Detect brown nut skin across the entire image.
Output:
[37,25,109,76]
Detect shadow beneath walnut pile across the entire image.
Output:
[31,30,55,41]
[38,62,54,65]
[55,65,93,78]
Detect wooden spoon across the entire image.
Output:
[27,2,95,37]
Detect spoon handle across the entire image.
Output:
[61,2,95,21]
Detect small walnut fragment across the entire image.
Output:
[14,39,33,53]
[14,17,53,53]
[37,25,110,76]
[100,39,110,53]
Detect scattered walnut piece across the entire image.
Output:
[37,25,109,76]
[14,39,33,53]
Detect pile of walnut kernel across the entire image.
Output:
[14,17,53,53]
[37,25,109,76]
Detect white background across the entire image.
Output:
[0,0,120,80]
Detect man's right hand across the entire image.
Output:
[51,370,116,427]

........

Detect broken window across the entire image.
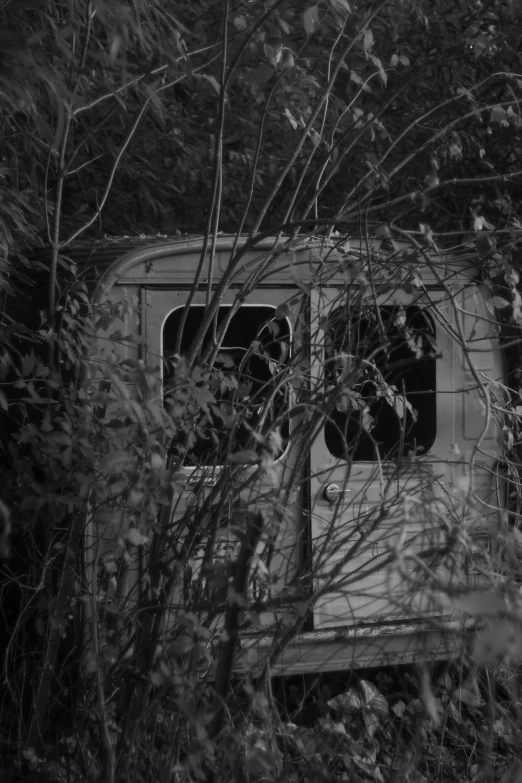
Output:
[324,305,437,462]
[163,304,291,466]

........

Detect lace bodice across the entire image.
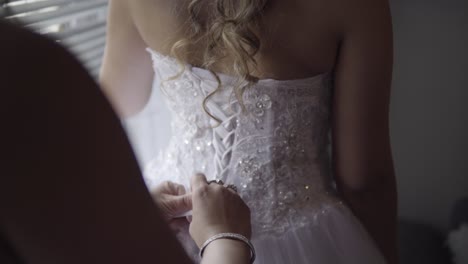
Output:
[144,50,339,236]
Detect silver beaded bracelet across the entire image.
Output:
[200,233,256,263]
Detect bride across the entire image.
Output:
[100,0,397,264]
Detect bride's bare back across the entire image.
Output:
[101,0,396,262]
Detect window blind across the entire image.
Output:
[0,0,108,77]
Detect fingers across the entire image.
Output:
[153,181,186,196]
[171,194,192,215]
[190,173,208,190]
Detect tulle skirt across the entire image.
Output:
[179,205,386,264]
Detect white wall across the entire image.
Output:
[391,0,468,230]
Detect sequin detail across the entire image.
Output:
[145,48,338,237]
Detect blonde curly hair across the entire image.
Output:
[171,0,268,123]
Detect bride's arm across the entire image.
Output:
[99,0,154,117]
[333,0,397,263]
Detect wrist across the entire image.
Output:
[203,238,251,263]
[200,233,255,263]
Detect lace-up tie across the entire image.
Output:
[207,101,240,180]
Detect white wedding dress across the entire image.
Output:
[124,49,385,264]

........

◆ Written exercise:
Report every row above that contains the string "walnut", treating uppercase and lowercase letters as different.

◆ Exercise result:
Detect shadow beneath walnut pile across the entire image.
Detect small walnut fragment across the entire image.
Detect scattered walnut piece across the entire image.
Detect pile of walnut kernel across the entire image.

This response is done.